<<<<

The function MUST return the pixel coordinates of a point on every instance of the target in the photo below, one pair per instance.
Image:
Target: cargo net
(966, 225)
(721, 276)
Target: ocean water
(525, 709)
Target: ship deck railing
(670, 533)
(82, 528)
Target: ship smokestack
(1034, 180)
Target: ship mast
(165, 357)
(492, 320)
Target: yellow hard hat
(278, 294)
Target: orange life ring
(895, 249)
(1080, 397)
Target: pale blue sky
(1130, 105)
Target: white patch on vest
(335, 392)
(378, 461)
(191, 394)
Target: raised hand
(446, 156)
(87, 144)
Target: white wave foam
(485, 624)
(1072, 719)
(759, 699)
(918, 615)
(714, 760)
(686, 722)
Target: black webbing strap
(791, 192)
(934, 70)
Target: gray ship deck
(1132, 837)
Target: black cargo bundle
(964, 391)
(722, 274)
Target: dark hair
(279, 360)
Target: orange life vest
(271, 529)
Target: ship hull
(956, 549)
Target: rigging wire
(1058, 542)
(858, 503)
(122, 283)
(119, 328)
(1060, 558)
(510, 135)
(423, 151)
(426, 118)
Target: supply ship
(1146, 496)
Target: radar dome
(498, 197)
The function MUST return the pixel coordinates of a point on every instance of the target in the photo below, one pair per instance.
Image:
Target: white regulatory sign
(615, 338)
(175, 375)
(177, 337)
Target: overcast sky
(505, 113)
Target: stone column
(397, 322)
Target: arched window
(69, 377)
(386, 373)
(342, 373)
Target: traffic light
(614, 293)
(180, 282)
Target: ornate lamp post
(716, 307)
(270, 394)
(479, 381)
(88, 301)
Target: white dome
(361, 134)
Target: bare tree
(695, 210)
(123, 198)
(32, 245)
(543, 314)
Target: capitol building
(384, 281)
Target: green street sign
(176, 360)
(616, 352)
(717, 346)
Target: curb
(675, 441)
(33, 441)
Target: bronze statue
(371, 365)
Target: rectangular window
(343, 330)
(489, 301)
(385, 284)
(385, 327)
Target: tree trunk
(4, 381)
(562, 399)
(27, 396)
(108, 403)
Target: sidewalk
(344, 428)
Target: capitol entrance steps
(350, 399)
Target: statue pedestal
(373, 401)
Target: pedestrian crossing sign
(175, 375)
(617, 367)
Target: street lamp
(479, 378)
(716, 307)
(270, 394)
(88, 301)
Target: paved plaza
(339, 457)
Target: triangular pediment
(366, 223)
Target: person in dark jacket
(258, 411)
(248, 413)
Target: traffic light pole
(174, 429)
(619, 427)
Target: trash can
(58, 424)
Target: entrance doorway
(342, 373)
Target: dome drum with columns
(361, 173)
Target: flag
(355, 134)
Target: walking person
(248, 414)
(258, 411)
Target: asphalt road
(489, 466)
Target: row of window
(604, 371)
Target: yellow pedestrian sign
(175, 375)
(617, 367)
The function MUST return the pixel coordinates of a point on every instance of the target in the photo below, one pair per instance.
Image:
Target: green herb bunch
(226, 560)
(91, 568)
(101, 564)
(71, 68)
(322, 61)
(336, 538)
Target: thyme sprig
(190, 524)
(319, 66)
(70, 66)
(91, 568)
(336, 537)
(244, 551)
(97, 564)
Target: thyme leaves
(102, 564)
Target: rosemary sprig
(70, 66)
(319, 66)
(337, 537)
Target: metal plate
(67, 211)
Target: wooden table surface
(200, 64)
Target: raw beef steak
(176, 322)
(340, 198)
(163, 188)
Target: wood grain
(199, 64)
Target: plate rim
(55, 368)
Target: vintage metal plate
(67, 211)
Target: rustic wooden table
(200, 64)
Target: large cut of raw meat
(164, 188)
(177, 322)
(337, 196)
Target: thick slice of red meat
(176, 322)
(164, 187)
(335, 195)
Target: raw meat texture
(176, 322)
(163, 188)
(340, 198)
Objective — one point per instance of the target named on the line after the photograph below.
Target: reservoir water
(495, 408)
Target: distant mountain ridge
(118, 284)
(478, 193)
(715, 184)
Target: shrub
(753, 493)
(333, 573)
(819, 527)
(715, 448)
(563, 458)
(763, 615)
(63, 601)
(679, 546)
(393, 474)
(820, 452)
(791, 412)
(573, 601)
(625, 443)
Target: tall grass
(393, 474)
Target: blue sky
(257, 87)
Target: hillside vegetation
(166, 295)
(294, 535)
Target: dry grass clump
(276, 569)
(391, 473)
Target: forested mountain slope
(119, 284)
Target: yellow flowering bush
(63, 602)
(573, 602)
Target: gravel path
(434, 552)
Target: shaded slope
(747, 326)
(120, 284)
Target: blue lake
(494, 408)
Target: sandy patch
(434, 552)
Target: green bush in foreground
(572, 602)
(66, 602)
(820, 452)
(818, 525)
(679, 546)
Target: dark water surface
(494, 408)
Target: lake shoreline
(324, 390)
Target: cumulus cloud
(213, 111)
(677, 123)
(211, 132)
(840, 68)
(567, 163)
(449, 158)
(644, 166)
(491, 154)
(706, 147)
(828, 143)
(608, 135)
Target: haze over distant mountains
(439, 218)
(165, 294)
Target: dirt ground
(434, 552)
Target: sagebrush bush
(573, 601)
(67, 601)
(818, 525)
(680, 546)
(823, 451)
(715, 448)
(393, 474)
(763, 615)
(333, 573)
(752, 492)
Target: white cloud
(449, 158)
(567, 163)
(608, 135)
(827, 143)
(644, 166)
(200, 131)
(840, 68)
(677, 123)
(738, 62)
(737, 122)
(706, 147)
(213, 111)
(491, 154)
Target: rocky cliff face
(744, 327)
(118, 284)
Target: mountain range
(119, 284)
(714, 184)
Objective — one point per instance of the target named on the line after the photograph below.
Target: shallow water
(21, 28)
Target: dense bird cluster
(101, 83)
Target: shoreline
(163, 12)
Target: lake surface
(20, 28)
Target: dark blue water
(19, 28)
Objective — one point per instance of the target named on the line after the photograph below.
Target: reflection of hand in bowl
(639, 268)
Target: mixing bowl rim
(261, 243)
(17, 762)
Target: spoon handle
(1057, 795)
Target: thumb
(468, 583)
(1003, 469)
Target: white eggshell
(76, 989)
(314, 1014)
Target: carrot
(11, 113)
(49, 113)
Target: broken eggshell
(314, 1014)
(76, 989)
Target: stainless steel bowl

>>>>

## Exercise brief
What is needed here is every record above, repeated exactly.

## Solution for this exercise
The function MUST return the pixel coordinates of a point on every instance of the target in the photo below, one pair per instance.
Image:
Target: cargo net
(966, 225)
(721, 276)
Target: ocean water
(525, 709)
Target: ship deck railing
(670, 533)
(82, 528)
Target: ship smokestack
(1034, 180)
Target: ship mast
(165, 357)
(492, 320)
Target: yellow hard hat
(278, 294)
Target: orange life ring
(895, 249)
(1080, 397)
Target: pale blue sky
(1130, 105)
Target: white patch on vest
(335, 392)
(378, 461)
(191, 394)
Target: raised hand
(446, 156)
(87, 144)
Target: white wave foam
(485, 624)
(1072, 719)
(759, 699)
(918, 615)
(714, 760)
(686, 722)
Target: black webbing strap
(791, 192)
(934, 70)
Target: gray ship deck
(1132, 837)
Target: black cargo bundle
(964, 391)
(722, 274)
Target: dark hair
(279, 360)
Target: orange life vest
(271, 529)
Target: ship hull
(956, 549)
Target: rigging wire
(1058, 542)
(858, 503)
(122, 283)
(119, 328)
(1060, 558)
(510, 135)
(423, 151)
(426, 118)
Target: supply ship
(1146, 496)
Target: radar dome
(498, 197)
The function MUST return the pixel coordinates of a point on every instance of the target in the photo below, one pair per instance.
Image:
Target: white regulatory sign
(615, 338)
(175, 375)
(177, 337)
Target: overcast sky
(505, 113)
Target: stone column
(397, 322)
Target: arched window
(69, 377)
(386, 373)
(342, 373)
Target: traffic light
(614, 293)
(180, 282)
Target: ornate lamp post
(716, 307)
(270, 394)
(479, 381)
(88, 301)
Target: white dome
(361, 134)
Target: bare tree
(695, 210)
(123, 198)
(32, 245)
(543, 314)
Target: capitol building
(384, 281)
Target: green street sign
(176, 360)
(616, 352)
(717, 346)
Target: curb
(675, 441)
(33, 441)
Target: bronze statue
(371, 365)
Target: rectangular window
(343, 330)
(489, 301)
(385, 284)
(385, 327)
Target: tree trunk
(4, 381)
(562, 399)
(27, 396)
(108, 403)
Target: sidewalk
(344, 428)
Target: capitol entrance steps
(350, 399)
Target: statue pedestal
(373, 401)
Target: pedestrian crossing sign
(175, 375)
(617, 367)
Target: street lamp
(479, 378)
(716, 307)
(270, 394)
(88, 301)
Target: paved plaza
(339, 457)
Target: triangular pediment
(366, 223)
Target: person in dark jacket
(258, 411)
(248, 413)
Target: traffic light pole
(174, 429)
(619, 427)
Target: trash can
(58, 424)
Target: entrance doorway
(342, 373)
Target: dome drum with columns
(361, 173)
Target: flag
(355, 134)
Target: walking person
(248, 414)
(258, 411)
Target: asphalt road
(489, 466)
Target: row of window
(604, 371)
Target: yellow pedestrian sign
(175, 375)
(617, 367)
The function MUST return the pixel coordinates of a point on every instance of the target in the photo below, one pair per instance.
Image:
Target: green herb bunch
(226, 560)
(91, 568)
(101, 564)
(71, 68)
(322, 61)
(336, 538)
Target: thyme sprig
(190, 524)
(319, 66)
(70, 66)
(91, 568)
(336, 537)
(244, 551)
(97, 564)
Target: thyme leaves
(102, 564)
Target: rosemary sprig
(70, 66)
(319, 66)
(337, 537)
Target: metal plate
(67, 211)
Target: wooden table surface
(200, 64)
Target: raw beef steak
(176, 322)
(340, 198)
(163, 188)
Target: wood grain
(199, 64)
Target: plate rim
(55, 368)
Target: vintage metal plate
(67, 211)
Target: rustic wooden table
(200, 64)
Target: large cut of raw meat
(164, 188)
(177, 322)
(337, 196)
Target: thick slice of red meat
(176, 322)
(164, 187)
(335, 195)
Target: raw meat texture
(176, 322)
(163, 188)
(340, 198)
Objective — one point per instance of the target named on the line after the photograph below.
Target: reservoir water
(495, 408)
Target: distant mountain ridge
(118, 284)
(478, 193)
(715, 184)
Target: shrub
(753, 493)
(333, 573)
(819, 527)
(715, 448)
(563, 458)
(763, 615)
(63, 601)
(679, 546)
(393, 474)
(820, 452)
(791, 412)
(573, 601)
(625, 443)
Target: tall grass
(393, 474)
Target: blue sky
(257, 87)
Target: hillside vegetation
(166, 295)
(294, 535)
Target: dry grass clump
(276, 569)
(391, 473)
Target: forested mountain slope
(119, 284)
Target: yellow flowering bush
(63, 602)
(573, 602)
Target: gravel path
(434, 552)
Target: shaded slope
(747, 326)
(120, 284)
Target: blue lake
(494, 408)
Target: sandy patch
(434, 552)
Target: green bush in foreground
(572, 602)
(66, 602)
(820, 452)
(818, 525)
(679, 546)
Target: dark water surface
(494, 408)
Target: lake shoreline
(324, 390)
Target: cumulus cloud
(213, 111)
(677, 123)
(211, 132)
(840, 68)
(567, 163)
(449, 158)
(644, 166)
(491, 154)
(706, 147)
(828, 143)
(608, 135)
Target: haze over distant mountains
(439, 218)
(165, 294)
Target: dirt ground
(434, 552)
Target: sagebrush bush
(573, 601)
(67, 601)
(818, 525)
(680, 546)
(823, 451)
(715, 448)
(393, 474)
(763, 615)
(333, 573)
(752, 492)
Target: white cloud
(449, 158)
(567, 163)
(608, 135)
(827, 143)
(644, 166)
(200, 131)
(840, 68)
(677, 123)
(738, 62)
(737, 122)
(706, 147)
(213, 111)
(491, 154)
Target: rocky cliff face
(744, 327)
(118, 284)
Target: mountain range
(119, 284)
(714, 184)
Objective — one point per instance of the target named on the line after the photograph below.
Target: shallow water
(21, 28)
Target: dense bird cluster
(101, 83)
Target: shoreline
(163, 12)
Target: lake surface
(20, 28)
Target: dark blue water
(19, 28)
Objective — one point per instance of the target named on the line after the photograph below.
Target: reflection of hand in bowl
(639, 268)
Target: mixing bowl rim
(261, 243)
(17, 762)
Target: spoon handle
(1057, 795)
Target: thumb
(468, 583)
(1003, 469)
Target: white eggshell
(76, 989)
(314, 1014)
Target: carrot
(11, 113)
(49, 113)
Target: broken eggshell
(314, 1014)
(76, 989)
Target: stainless steel bowl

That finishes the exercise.